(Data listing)
......

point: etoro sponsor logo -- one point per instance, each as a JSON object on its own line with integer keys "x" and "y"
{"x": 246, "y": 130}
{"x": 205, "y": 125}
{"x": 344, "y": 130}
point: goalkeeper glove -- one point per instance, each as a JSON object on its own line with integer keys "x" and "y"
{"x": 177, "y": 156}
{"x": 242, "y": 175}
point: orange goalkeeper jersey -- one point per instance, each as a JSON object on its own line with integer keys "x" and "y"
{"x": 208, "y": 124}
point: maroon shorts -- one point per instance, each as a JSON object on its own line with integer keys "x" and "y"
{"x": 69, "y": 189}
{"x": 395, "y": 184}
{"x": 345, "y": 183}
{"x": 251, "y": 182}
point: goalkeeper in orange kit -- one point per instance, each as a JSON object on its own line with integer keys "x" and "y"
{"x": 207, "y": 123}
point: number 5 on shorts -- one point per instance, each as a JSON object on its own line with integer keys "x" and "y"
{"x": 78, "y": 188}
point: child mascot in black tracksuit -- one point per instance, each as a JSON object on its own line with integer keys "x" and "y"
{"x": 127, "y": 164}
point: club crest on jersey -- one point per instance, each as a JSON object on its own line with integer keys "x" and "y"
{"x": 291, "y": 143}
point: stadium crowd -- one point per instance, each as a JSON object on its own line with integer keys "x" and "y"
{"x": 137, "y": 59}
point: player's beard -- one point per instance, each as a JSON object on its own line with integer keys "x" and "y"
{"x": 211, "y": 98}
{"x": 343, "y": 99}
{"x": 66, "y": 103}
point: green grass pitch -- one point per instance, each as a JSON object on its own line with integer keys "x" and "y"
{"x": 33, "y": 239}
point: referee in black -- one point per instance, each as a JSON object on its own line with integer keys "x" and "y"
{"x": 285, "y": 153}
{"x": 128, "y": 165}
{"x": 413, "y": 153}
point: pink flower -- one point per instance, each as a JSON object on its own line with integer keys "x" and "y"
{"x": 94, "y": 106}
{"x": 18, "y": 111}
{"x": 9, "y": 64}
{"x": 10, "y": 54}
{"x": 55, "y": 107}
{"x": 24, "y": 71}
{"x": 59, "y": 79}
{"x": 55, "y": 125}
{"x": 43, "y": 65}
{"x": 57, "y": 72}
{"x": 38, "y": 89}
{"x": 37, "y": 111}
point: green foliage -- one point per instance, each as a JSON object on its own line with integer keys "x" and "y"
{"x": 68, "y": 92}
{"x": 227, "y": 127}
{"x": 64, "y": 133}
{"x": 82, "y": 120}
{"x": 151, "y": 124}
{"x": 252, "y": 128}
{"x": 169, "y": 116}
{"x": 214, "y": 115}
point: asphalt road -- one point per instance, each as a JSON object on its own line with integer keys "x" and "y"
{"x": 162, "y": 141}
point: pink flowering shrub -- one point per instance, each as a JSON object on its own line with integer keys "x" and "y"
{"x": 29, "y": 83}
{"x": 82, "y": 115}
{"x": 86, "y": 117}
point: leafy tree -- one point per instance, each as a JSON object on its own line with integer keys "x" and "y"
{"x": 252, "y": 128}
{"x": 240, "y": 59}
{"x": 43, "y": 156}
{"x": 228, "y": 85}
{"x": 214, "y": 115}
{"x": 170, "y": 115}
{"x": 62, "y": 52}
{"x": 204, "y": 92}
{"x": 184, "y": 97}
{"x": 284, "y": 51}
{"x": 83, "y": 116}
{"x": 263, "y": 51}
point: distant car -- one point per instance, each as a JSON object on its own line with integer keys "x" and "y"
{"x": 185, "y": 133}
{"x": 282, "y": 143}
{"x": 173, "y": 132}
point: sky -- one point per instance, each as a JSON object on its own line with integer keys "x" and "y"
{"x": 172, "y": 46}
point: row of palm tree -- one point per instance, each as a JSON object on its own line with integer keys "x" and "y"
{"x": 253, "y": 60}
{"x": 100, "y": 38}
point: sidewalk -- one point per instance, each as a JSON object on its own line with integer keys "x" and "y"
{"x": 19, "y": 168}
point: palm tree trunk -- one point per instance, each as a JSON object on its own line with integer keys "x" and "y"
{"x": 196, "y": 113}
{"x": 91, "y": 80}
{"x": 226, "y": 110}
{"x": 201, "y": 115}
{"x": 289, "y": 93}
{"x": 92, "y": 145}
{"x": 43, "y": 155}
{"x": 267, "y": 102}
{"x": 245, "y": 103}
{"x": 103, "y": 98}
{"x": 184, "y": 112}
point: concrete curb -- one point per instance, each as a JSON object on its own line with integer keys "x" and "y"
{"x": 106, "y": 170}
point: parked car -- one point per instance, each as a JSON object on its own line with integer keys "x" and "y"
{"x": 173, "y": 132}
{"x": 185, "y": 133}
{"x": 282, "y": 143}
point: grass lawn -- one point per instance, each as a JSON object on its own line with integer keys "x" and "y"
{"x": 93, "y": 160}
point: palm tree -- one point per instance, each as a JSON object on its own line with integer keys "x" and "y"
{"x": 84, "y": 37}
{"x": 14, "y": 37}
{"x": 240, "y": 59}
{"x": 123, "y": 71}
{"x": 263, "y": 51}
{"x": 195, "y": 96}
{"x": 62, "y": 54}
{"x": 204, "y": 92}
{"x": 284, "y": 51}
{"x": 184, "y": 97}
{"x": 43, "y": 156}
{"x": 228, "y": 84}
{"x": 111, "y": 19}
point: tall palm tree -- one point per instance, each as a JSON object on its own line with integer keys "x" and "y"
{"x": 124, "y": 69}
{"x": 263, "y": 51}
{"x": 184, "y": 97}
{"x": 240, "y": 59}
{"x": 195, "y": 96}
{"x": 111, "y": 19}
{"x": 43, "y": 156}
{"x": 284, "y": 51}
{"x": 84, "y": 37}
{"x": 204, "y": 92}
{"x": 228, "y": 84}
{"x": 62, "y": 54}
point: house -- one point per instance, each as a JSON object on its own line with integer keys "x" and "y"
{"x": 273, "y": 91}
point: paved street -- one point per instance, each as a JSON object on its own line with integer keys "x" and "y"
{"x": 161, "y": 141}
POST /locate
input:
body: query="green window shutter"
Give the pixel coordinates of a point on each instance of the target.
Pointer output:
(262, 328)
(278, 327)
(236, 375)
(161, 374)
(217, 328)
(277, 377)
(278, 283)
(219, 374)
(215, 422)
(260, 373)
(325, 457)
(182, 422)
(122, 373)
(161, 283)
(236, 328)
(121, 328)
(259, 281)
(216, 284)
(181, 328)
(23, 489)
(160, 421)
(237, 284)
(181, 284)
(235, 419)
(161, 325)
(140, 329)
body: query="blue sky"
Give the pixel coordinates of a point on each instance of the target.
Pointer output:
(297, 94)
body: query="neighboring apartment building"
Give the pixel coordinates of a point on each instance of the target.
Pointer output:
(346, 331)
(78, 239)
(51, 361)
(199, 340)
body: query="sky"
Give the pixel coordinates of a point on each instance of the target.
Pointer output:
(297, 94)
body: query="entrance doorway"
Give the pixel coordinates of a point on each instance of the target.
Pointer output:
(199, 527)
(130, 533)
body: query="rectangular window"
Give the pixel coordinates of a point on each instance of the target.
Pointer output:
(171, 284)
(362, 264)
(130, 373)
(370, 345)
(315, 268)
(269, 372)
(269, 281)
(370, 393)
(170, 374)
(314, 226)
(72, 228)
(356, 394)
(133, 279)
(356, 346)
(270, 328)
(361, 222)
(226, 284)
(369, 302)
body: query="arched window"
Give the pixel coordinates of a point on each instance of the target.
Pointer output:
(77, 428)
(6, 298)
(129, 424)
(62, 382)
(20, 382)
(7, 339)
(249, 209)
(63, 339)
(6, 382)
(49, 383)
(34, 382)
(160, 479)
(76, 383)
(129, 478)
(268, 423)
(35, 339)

......

== Task ==
Exactly as shown above, return every record.

== Output of the task ==
point: etoro sponsor logo -- one point per instance, each as a JSON object on its own line with integer keys "x" and "y"
{"x": 246, "y": 130}
{"x": 205, "y": 125}
{"x": 344, "y": 130}
point: goalkeeper glove -- one point per instance, each as a JSON object on its own line with integer keys "x" and "y"
{"x": 177, "y": 156}
{"x": 242, "y": 175}
point: orange goalkeeper jersey -- one point per instance, each as a JSON object on its own line with integer keys "x" and "y"
{"x": 208, "y": 124}
point: maroon shorts -- one point per instance, each as a JSON object on its own line with integer keys "x" and "y"
{"x": 69, "y": 189}
{"x": 395, "y": 184}
{"x": 345, "y": 183}
{"x": 251, "y": 182}
point: goalkeeper in orange kit -- one point per instance, each as a JSON object on its own line with integer keys "x" and "y"
{"x": 207, "y": 123}
point: number 5 on shorts -- one point per instance, each as a JSON object on its own line with integer keys "x" and "y"
{"x": 78, "y": 188}
point: child mascot in black tracksuit -- one point per instance, each as a JSON object on its own line with integer keys "x" and "y"
{"x": 127, "y": 164}
point: club crest on jersey -- one point per instance, each as a JSON object on its own line with integer keys "x" and "y"
{"x": 291, "y": 143}
point: stadium crowd -- one point per instance, each as a JSON object on its own line with integer keys "x" and "y"
{"x": 137, "y": 59}
point: player's beard -- one point per instance, each as a JSON object on its own line with integer keys "x" and "y"
{"x": 211, "y": 98}
{"x": 343, "y": 99}
{"x": 66, "y": 103}
point: green grass pitch -- one point per instance, each as a JSON object on its own line with integer keys "x" and "y"
{"x": 33, "y": 239}
point: referee in black -- one point per instance, each as a JSON object on its own line with integer keys "x" and "y"
{"x": 285, "y": 153}
{"x": 128, "y": 165}
{"x": 413, "y": 153}
point: pink flower -- one point per instance, each as a JSON object on its own line with integer keys "x" and "y"
{"x": 94, "y": 106}
{"x": 18, "y": 111}
{"x": 9, "y": 64}
{"x": 10, "y": 54}
{"x": 55, "y": 107}
{"x": 24, "y": 71}
{"x": 59, "y": 79}
{"x": 55, "y": 125}
{"x": 43, "y": 65}
{"x": 57, "y": 72}
{"x": 38, "y": 89}
{"x": 37, "y": 111}
point: green foliage -- one point per instance, each as a JSON object on its own line with integer keys "x" and "y"
{"x": 68, "y": 92}
{"x": 227, "y": 127}
{"x": 64, "y": 133}
{"x": 82, "y": 120}
{"x": 151, "y": 124}
{"x": 252, "y": 128}
{"x": 169, "y": 116}
{"x": 214, "y": 115}
point: asphalt road -- one point per instance, each as a JSON object on its own line with integer keys "x" and "y"
{"x": 162, "y": 141}
point: pink flowering shrub -- one point per instance, each as a JSON object on its own line with integer keys "x" and "y"
{"x": 29, "y": 83}
{"x": 82, "y": 115}
{"x": 86, "y": 117}
point: leafy tree -- one point per instance, each as a JSON object on its own line with integer keys "x" and "y"
{"x": 252, "y": 128}
{"x": 240, "y": 59}
{"x": 43, "y": 156}
{"x": 228, "y": 85}
{"x": 214, "y": 115}
{"x": 170, "y": 115}
{"x": 62, "y": 52}
{"x": 204, "y": 92}
{"x": 184, "y": 97}
{"x": 284, "y": 51}
{"x": 83, "y": 116}
{"x": 263, "y": 51}
point: distant car -- one point per instance, each as a JSON object on its own line with integer keys "x" and "y"
{"x": 185, "y": 133}
{"x": 282, "y": 143}
{"x": 173, "y": 132}
point: sky -- one point per instance, each as a JSON object on its own line with integer keys "x" and "y"
{"x": 172, "y": 46}
point: row of palm tree -- one point per instance, each as a JSON object on its own line with integer keys "x" and "y"
{"x": 253, "y": 60}
{"x": 100, "y": 38}
point: sidewalk -- one point per instance, each as a JSON object on its own line with integer keys "x" and "y"
{"x": 19, "y": 168}
point: palm tree trunk -- one point per instance, each as a JSON object on its own line with integer keys "x" and "y"
{"x": 196, "y": 113}
{"x": 91, "y": 80}
{"x": 226, "y": 110}
{"x": 201, "y": 115}
{"x": 289, "y": 93}
{"x": 92, "y": 145}
{"x": 43, "y": 155}
{"x": 267, "y": 102}
{"x": 245, "y": 103}
{"x": 103, "y": 98}
{"x": 184, "y": 112}
point: concrete curb -- one point per instance, each as a JSON object on its own line with integer keys "x" and "y"
{"x": 106, "y": 170}
point: parked car -- one point per instance, each as a JSON object on its own line with integer keys "x" and "y"
{"x": 173, "y": 132}
{"x": 185, "y": 133}
{"x": 282, "y": 143}
point: grass lawn -- one point per instance, each as a JSON object on its own line with integer keys "x" and "y"
{"x": 93, "y": 160}
point: palm tree -- one point per instance, each as a JSON object on its own line with integer keys "x" and "y"
{"x": 84, "y": 37}
{"x": 14, "y": 37}
{"x": 240, "y": 59}
{"x": 123, "y": 71}
{"x": 263, "y": 51}
{"x": 195, "y": 96}
{"x": 62, "y": 54}
{"x": 204, "y": 92}
{"x": 284, "y": 51}
{"x": 184, "y": 97}
{"x": 43, "y": 156}
{"x": 228, "y": 84}
{"x": 111, "y": 19}
point: tall palm tree -- one point per instance, each as a JSON object on its own line with integer keys "x" and "y"
{"x": 124, "y": 69}
{"x": 263, "y": 51}
{"x": 184, "y": 97}
{"x": 240, "y": 59}
{"x": 195, "y": 96}
{"x": 111, "y": 19}
{"x": 43, "y": 156}
{"x": 284, "y": 51}
{"x": 84, "y": 37}
{"x": 204, "y": 92}
{"x": 228, "y": 84}
{"x": 62, "y": 54}
point: house -- one point per instance, each as a JSON object on its own line with integer keys "x" and "y"
{"x": 273, "y": 91}
point: paved street -- one point per instance, each as a JSON object on its own line with integer keys "x" and "y"
{"x": 161, "y": 141}
POST /locate
input:
body: query="green window shutter"
Give the pixel coordinates of a point on each instance of the target.
Pointer output:
(262, 328)
(278, 327)
(236, 375)
(161, 374)
(217, 328)
(277, 377)
(278, 283)
(219, 374)
(215, 422)
(260, 373)
(325, 457)
(182, 422)
(122, 373)
(161, 283)
(236, 328)
(121, 328)
(259, 281)
(216, 284)
(181, 328)
(23, 489)
(160, 421)
(237, 284)
(181, 284)
(235, 419)
(161, 325)
(140, 329)
body: query="blue sky"
Give the pixel coordinates of a point on each instance of the target.
Pointer output:
(297, 94)
body: query="neighboring apartment building"
Give the pixel coordinates of a point on each instance of the target.
Pointer output:
(346, 331)
(78, 239)
(51, 361)
(199, 340)
body: query="sky"
Give the pixel coordinates of a point on each instance of the target.
Pointer output:
(297, 94)
body: query="entrance doorway"
Give the pixel coordinates of a point on each instance of the target.
Pointer output:
(199, 527)
(130, 533)
body: query="rectangular window"
Give the pixel coordinates of a point on each instance of the target.
Pointer output:
(171, 284)
(362, 264)
(130, 373)
(370, 345)
(315, 268)
(269, 372)
(269, 281)
(370, 393)
(170, 374)
(314, 226)
(72, 228)
(356, 394)
(133, 279)
(356, 346)
(270, 328)
(361, 222)
(226, 284)
(369, 302)
body: query="arched window"
Give the pixel coordinates of a point on each instance of the target.
Pointer output:
(77, 428)
(6, 298)
(129, 424)
(62, 382)
(20, 382)
(7, 339)
(249, 209)
(63, 339)
(6, 382)
(49, 383)
(34, 382)
(160, 479)
(76, 383)
(129, 478)
(268, 423)
(35, 339)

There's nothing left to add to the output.